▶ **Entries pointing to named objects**
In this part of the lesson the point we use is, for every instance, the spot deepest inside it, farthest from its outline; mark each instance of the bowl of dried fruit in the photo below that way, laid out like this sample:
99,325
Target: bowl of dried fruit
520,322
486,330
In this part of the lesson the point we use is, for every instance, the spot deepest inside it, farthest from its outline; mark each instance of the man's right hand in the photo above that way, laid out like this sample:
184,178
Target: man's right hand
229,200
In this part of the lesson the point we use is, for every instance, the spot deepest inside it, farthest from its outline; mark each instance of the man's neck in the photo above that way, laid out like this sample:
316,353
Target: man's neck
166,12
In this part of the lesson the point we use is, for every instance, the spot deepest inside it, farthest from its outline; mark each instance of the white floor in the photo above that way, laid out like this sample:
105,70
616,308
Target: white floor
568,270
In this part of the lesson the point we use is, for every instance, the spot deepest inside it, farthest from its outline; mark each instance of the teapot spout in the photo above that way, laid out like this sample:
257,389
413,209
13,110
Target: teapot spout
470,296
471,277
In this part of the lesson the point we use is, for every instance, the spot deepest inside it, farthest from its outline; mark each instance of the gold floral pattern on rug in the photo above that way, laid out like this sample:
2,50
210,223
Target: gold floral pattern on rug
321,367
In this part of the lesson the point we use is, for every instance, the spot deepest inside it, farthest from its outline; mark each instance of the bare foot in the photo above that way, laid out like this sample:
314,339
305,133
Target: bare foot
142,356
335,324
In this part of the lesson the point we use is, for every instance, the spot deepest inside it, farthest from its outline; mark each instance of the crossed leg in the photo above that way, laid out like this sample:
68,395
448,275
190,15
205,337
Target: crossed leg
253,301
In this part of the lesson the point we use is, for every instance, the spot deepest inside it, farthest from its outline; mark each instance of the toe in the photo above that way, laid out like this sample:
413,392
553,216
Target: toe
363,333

▶ **THE REQUEST**
Recast the entries above as a JSON list of strings, one string per line with blank lines left out, starting at the line that contains "instance of the toe" and ending at the last line of the entries.

▶ **RESPONSE**
[
  "In this part of the lesson the point we use is, for every instance, the spot deepest inside it, farthest from its outline; mark each instance of the toe in the photo above that way, laid out like this sample:",
  "413,392",
  "553,216",
  "Target: toe",
  "363,333"
]